# EXERCISE AIM
Please name the three bodybuilders that the article below on powerlifters and bodybuilders cites as more huge and evenly developed than powerlifters generally get.

───── TEXT BLOCK ─────

Are Powerlifters Stronger Than Bodybuilders?

Are Powerlifters Stronger Than Bodybuilders? - My Powerlifting Life

It’s an age-old question that many beginners ask themselves – if part of getting stronger is having bigger muscles, why is it that powerlifters are stronger than bodybuilders while usually being less muscular? Is it the drugs they take? Are bodybuilders really just bloated up? Are powerlifters even big? And are bodybuilders even strong?

Bodybuilders are stronger than most laymen onlookers seem to think, and powerlifters are more muscular than most (who usually see clips of super heavy weights break world records) seem to realize. There are jacked powerlifters who compete at the highest level with relatively low body fat (guys like Larry Wheels, Eric Lilliebridge, and Konstantin Konstantinovs are clearly extremely muscular), but powerlifters generally aren’t ever as huge or evenly-developed as guys like Dorian Yates, Jay Cutler, and Ronnie Coleman. Furthermore, while guys like Ronnie are very strong, most elite IFBB pros aren’t putting up the same numbers as guys in their weight class over at the USPA.

Sport-Specific Training

The way the human body generally works is that you need to consistently do something for the body to decide it’s worth investing in it. That’s the reason we “lose it” if we don’t “use it”, even if we don’t regress all the way to the level of a complete beginner. Whether it’s something mental like speed chess or solving Rubik’s cubes in under a minute or something physical like running a four-minute mile or squatting 500 pounds, we need to beat our desire to achieve something into our bodies before our bodies relent and give us the physiological or mental changes we crave.

Our synapses and our muscles adapt to
stimulus in order to achieve greater efficiency, as long as we continue to make
it clear that this efficiency is desired and needed. Once we stop doing
something, our bodies stop investing in it. And when it comes to physiology,
strength and hypertrophy are two separate albeit not entirely exclusive goals.

───── DATASET EXCERPT ─────

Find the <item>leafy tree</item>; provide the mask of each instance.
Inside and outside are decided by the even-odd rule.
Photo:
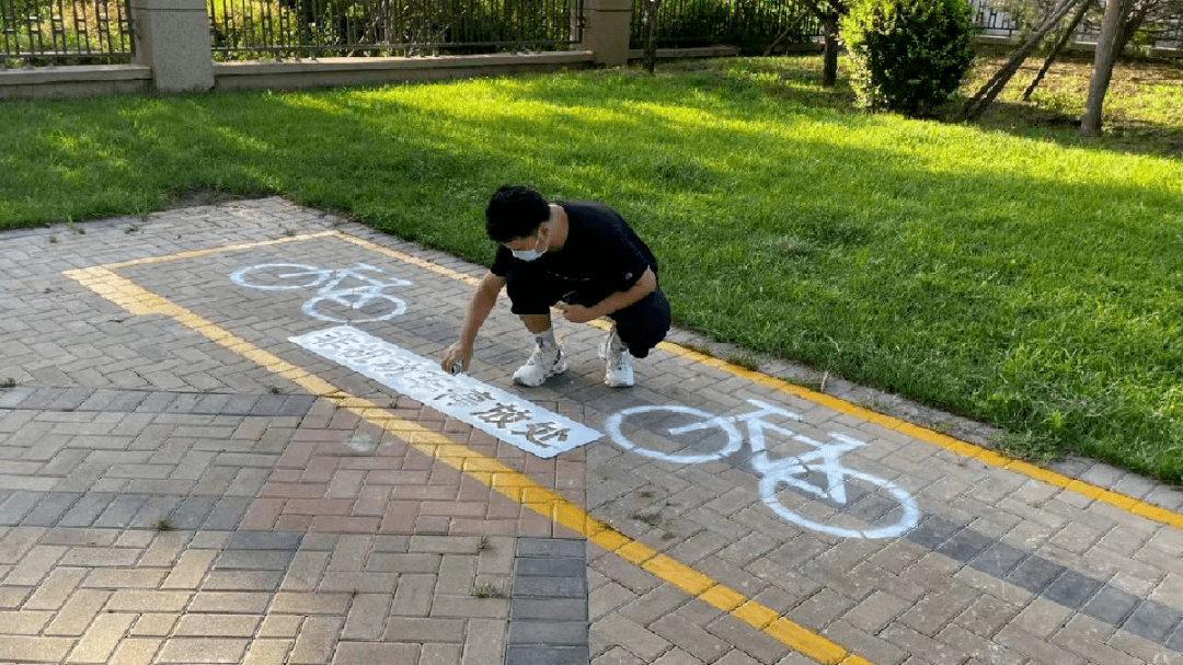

─────

# THE OUTPUT
Dorian Yates, Jay Cutler, and Ronnie Coleman.